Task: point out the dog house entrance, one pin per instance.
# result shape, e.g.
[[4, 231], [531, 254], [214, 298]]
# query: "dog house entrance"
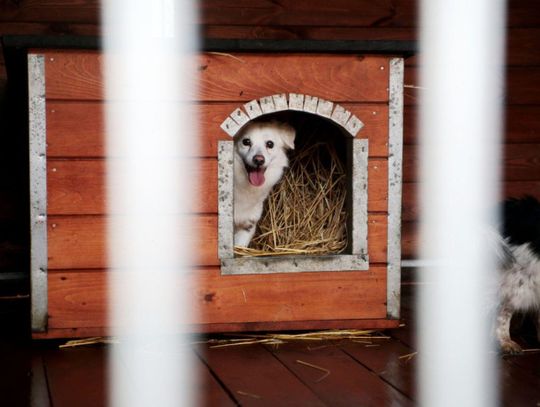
[[323, 129]]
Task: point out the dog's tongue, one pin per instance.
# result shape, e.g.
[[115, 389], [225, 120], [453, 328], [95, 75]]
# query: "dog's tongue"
[[256, 177]]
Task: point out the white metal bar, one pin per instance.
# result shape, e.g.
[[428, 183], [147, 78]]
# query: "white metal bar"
[[462, 57], [149, 70]]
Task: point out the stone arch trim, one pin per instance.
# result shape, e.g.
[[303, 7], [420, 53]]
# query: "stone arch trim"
[[293, 101]]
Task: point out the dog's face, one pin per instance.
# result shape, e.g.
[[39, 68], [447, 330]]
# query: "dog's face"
[[263, 145]]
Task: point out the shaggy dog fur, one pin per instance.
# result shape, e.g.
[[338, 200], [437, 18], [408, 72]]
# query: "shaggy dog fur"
[[519, 285], [259, 161]]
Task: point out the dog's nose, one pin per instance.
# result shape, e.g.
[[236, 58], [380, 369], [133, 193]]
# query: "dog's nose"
[[258, 160]]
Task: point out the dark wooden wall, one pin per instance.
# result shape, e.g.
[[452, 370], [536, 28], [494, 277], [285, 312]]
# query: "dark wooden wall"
[[285, 19]]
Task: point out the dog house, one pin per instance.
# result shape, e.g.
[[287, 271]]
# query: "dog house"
[[354, 87]]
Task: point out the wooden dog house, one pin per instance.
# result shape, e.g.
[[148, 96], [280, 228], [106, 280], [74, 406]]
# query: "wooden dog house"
[[356, 85]]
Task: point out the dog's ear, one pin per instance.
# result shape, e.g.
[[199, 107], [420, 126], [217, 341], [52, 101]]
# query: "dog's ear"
[[287, 135]]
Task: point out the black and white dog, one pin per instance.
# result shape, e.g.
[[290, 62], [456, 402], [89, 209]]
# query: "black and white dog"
[[519, 284]]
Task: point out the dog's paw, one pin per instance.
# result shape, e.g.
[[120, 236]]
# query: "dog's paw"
[[511, 348]]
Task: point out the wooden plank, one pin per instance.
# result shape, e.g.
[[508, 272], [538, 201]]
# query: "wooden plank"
[[263, 326], [78, 242], [239, 77], [77, 298], [319, 13], [21, 370], [519, 387], [511, 189], [522, 125], [208, 392], [77, 187], [255, 377], [77, 377], [522, 86], [520, 163], [299, 32], [52, 11], [348, 384], [387, 362], [76, 129]]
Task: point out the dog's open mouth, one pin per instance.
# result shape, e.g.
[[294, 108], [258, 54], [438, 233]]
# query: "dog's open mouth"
[[255, 175]]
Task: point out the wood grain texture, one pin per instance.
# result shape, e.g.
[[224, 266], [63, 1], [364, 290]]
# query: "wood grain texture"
[[385, 361], [522, 86], [255, 378], [78, 242], [349, 382], [77, 187], [310, 13], [78, 371], [511, 189], [76, 75], [521, 162], [344, 13], [263, 326], [76, 129], [522, 125], [78, 298]]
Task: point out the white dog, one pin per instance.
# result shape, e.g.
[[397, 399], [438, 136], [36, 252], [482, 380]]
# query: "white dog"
[[259, 160]]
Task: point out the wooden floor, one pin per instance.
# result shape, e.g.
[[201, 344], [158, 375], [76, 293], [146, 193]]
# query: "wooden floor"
[[379, 372]]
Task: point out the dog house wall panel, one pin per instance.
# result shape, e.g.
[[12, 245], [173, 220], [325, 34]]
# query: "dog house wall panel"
[[69, 291]]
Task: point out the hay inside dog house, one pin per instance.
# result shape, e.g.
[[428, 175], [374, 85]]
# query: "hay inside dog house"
[[355, 88]]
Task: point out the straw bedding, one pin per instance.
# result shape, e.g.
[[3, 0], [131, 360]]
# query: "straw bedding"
[[306, 212]]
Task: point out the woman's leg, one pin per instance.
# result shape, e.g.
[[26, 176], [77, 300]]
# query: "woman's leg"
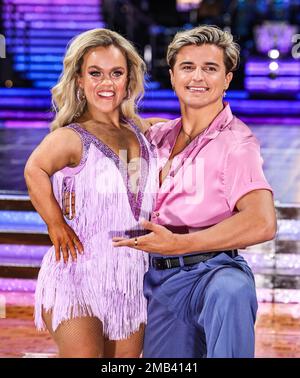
[[78, 337], [128, 348]]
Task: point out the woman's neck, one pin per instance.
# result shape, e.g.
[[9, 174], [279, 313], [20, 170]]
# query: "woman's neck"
[[94, 116]]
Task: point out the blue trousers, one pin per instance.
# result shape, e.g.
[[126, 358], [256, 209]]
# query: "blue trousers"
[[205, 310]]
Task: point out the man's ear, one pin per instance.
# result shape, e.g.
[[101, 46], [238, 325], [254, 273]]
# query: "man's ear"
[[228, 79]]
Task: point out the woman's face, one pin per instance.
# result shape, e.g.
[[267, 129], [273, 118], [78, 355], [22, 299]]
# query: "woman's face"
[[104, 78], [199, 76]]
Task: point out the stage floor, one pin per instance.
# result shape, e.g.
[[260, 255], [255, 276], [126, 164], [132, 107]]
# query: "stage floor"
[[280, 146]]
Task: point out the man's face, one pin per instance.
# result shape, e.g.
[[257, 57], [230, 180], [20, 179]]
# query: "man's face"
[[199, 75]]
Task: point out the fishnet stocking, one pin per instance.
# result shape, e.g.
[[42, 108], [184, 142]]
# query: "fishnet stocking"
[[78, 337]]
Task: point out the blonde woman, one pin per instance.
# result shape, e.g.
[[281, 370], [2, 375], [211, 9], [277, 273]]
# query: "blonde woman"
[[90, 295]]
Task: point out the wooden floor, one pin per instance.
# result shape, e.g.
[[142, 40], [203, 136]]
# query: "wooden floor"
[[277, 330]]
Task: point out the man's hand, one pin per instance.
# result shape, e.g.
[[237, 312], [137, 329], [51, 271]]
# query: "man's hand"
[[65, 241], [160, 240]]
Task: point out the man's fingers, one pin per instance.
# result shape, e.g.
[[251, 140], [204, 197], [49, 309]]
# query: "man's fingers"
[[136, 243], [65, 253], [149, 225], [72, 250]]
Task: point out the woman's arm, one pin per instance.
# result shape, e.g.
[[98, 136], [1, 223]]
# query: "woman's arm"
[[59, 149]]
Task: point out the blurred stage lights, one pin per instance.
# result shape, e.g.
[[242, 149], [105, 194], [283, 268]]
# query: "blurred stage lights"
[[274, 54], [8, 83], [273, 66]]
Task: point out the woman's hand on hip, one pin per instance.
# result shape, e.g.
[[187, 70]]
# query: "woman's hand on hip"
[[160, 240], [65, 241]]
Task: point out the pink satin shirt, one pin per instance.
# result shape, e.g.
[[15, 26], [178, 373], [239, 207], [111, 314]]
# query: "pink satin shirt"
[[210, 175]]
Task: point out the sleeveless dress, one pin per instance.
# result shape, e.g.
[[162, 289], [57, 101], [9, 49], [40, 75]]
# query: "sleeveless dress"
[[105, 282]]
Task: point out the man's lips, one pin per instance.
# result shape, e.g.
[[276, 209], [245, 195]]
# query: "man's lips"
[[106, 94], [196, 89]]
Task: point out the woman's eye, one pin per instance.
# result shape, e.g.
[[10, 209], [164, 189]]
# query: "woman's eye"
[[95, 73], [117, 73], [211, 69]]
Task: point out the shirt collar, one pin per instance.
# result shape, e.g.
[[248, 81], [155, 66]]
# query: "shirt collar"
[[221, 121]]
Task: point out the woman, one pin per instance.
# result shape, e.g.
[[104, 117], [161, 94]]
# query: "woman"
[[91, 301]]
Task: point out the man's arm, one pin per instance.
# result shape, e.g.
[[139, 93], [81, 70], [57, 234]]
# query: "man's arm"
[[254, 223], [148, 122]]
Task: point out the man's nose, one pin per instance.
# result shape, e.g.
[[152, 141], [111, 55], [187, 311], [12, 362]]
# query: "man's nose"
[[198, 74]]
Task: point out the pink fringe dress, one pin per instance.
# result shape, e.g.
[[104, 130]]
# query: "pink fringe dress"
[[105, 282]]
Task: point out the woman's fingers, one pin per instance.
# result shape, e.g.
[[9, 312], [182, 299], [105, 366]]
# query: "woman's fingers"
[[64, 250], [57, 251]]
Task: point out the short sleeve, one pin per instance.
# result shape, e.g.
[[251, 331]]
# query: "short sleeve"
[[243, 172]]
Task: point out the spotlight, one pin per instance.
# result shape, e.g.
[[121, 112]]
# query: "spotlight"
[[273, 54], [8, 83], [273, 66]]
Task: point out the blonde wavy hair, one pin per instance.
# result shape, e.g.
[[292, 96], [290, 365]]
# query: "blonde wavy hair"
[[64, 93], [206, 34]]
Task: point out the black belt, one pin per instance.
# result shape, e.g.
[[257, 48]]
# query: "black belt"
[[161, 263]]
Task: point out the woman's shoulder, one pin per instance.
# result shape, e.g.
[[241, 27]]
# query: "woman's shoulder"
[[147, 123]]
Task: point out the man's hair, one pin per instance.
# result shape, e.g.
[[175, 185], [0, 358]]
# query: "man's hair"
[[206, 34]]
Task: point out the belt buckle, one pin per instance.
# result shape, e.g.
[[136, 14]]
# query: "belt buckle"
[[168, 262]]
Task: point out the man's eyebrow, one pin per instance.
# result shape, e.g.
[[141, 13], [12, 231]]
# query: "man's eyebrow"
[[206, 63], [212, 64], [186, 62], [113, 68]]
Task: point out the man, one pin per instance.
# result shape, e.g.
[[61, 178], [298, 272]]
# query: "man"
[[213, 199]]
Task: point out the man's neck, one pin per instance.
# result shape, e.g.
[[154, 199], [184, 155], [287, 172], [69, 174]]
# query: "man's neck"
[[194, 121]]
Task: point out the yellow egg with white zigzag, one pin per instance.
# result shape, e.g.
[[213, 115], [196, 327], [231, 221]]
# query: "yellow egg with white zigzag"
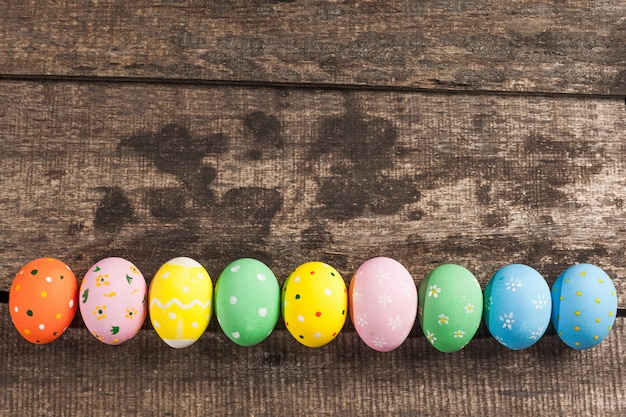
[[180, 301]]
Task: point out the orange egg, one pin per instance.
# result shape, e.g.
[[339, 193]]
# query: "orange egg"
[[43, 300]]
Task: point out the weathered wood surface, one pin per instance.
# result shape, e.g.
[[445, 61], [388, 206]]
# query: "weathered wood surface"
[[529, 46], [233, 153], [289, 175]]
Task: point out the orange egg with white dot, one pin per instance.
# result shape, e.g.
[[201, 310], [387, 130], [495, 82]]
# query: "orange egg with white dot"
[[314, 303], [43, 299]]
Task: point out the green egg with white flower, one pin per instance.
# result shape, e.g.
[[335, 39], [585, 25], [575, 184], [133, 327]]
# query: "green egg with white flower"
[[247, 301], [450, 309]]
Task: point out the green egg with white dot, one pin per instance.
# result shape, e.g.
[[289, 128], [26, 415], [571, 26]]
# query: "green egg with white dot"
[[247, 301], [450, 307], [584, 303]]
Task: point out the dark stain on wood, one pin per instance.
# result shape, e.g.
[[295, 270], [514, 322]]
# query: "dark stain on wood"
[[174, 150], [114, 210], [167, 204], [360, 148], [253, 206], [266, 130]]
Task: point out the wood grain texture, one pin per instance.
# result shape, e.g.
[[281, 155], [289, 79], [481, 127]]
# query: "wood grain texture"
[[291, 175], [524, 46], [80, 376]]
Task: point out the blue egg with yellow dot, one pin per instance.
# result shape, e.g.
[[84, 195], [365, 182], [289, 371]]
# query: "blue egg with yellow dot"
[[584, 303]]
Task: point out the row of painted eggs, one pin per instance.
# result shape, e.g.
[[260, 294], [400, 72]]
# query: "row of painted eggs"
[[516, 305]]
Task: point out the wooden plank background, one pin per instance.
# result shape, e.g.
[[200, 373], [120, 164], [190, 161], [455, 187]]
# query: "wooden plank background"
[[476, 132]]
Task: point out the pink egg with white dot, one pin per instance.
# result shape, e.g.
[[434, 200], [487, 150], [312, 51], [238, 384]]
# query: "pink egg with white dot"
[[383, 303]]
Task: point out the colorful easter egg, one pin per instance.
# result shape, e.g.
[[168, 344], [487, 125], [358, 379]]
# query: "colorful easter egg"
[[450, 307], [383, 303], [43, 299], [584, 304], [112, 300], [179, 300], [247, 301], [517, 306], [315, 303]]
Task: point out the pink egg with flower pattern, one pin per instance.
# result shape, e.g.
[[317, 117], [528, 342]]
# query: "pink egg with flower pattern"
[[112, 300], [383, 303]]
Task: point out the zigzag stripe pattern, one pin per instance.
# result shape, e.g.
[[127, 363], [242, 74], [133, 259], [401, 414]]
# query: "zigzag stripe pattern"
[[158, 303]]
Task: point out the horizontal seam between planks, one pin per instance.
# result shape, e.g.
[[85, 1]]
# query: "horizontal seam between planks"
[[314, 86]]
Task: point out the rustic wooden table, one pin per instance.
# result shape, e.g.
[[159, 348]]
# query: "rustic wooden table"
[[475, 132]]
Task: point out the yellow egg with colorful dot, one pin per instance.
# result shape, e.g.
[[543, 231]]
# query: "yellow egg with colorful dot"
[[314, 303]]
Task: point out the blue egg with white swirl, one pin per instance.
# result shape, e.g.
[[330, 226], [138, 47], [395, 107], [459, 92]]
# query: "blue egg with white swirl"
[[517, 306], [585, 306]]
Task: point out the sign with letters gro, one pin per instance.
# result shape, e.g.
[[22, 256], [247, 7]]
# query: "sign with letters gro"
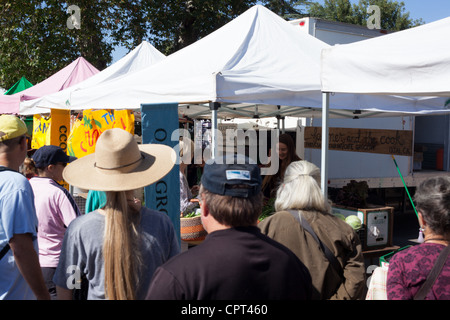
[[158, 122]]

☆ ☆ ☆ ☆

Repeat the records verbatim from the line containing "Task: point out the woman's eye, one" through the line containing "[[221, 121]]", with both of those lines included.

Task: point out the woman's eye, one pin per instance.
# result shape, e.g.
[[10, 209], [164, 189]]
# query: "woman's eye"
[[95, 73], [117, 73], [211, 69]]
Task: point out the shirt collar, one pin per instance.
# result shape, e.g.
[[248, 81], [155, 66]]
# query: "shirt collar"
[[221, 121]]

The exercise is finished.